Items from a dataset
(begin)

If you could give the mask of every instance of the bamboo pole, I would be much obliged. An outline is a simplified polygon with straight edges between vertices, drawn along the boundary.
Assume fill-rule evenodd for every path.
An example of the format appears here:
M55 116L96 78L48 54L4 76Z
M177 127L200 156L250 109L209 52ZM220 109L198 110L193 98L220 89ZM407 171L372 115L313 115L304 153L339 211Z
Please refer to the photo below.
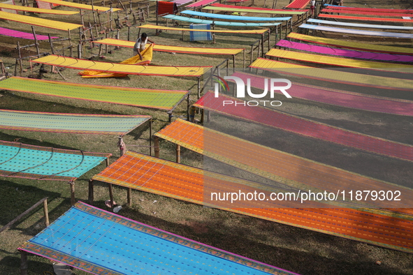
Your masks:
M71 57L73 57L73 45L72 44L72 38L71 36L71 30L68 29L67 32L68 33L68 40L69 40L69 45L70 45L70 52L71 52Z
M152 155L152 139L150 138L152 136L152 117L149 119L149 155Z
M155 151L155 158L159 157L159 138L154 135L154 149Z
M27 252L20 251L20 275L27 275Z
M93 202L94 200L94 191L93 179L90 179L89 181L89 195L88 195L87 200L89 200L89 203L90 205L93 205Z
M176 163L181 163L181 147L178 144L176 144Z
M128 206L132 206L132 188L128 188Z
M23 65L22 65L22 50L20 49L20 43L19 41L17 41L17 51L19 52L19 66L20 68L20 76L22 76L22 73L23 73Z
M113 207L115 204L113 203L113 187L112 184L108 184L109 188L109 198L110 199L110 207Z
M43 200L43 213L45 214L45 225L49 226L49 210L48 209L48 198Z
M71 187L71 203L75 205L76 203L76 198L75 198L75 181L70 181L68 182Z
M38 48L38 43L37 42L37 36L36 36L36 31L34 31L34 27L31 26L31 32L33 33L33 37L34 37L34 45L36 45L36 52L38 55L40 55L40 49Z

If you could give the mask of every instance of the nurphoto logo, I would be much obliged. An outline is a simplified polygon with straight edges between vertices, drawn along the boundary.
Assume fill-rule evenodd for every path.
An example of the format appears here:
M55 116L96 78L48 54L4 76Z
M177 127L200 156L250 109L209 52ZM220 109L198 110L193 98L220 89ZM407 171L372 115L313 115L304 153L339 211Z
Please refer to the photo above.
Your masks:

(end)

*STATED EXERCISE*: Transcribe the listing above word for word, leaving out the pictures.

*ANSWER BELOW*:
If you could give the mask of every instance of the bamboo pole, I would be much obliged. An outline is a simplified polygon with straight edges between vertices, drawn along the boundary.
Assume fill-rule evenodd for every path.
An example of the format appears here:
M55 116L96 78L48 54L4 76Z
M177 127L200 156L250 109L209 52ZM220 109L198 110L193 98L220 89ZM407 171L372 115L313 115L304 153L339 211Z
Please refer to the photo below.
Your masks:
M71 57L73 57L73 45L72 44L72 38L71 36L71 30L68 29L67 32L68 33L68 40L69 40L69 45L70 45L70 52L71 52Z
M152 155L152 139L150 138L152 136L152 117L149 119L149 155Z
M155 151L155 158L159 157L159 138L154 135L154 149Z
M27 252L20 251L20 275L27 275Z
M93 202L94 200L94 191L93 179L90 179L89 181L89 195L88 195L87 200L89 200L89 203L90 205L93 205Z
M176 163L181 163L181 147L178 144L176 144Z
M128 206L132 206L132 188L128 188Z
M23 65L22 65L22 50L20 49L20 43L19 41L17 41L17 51L19 52L19 66L20 68L20 76L22 76L22 73L23 73Z
M113 207L115 204L113 203L113 187L112 184L108 184L109 188L109 198L110 199L110 207Z
M43 200L43 213L45 214L45 225L49 226L49 210L48 209L48 198Z
M71 187L71 203L75 205L76 203L76 198L75 198L75 181L70 181L68 182Z
M38 48L38 43L37 42L37 36L36 36L36 31L34 31L34 27L31 26L31 32L33 33L33 37L34 37L34 45L36 45L36 52L38 55L40 55L40 49Z

If you could give the mask of every instance of the nurphoto logo, I would be much obliged. An outline is a simplified polygon with straight edges between vertices, drawn along the boundary.
Assume fill-rule evenodd for every path.
An example of the format appears here:
M55 116L96 78L48 54L4 76Z
M177 127L200 156L250 109L209 52ZM220 109L198 110L193 98L220 89ZM407 171L372 115L313 115L304 153L339 211Z
Please refer to the photo above.
Your masks:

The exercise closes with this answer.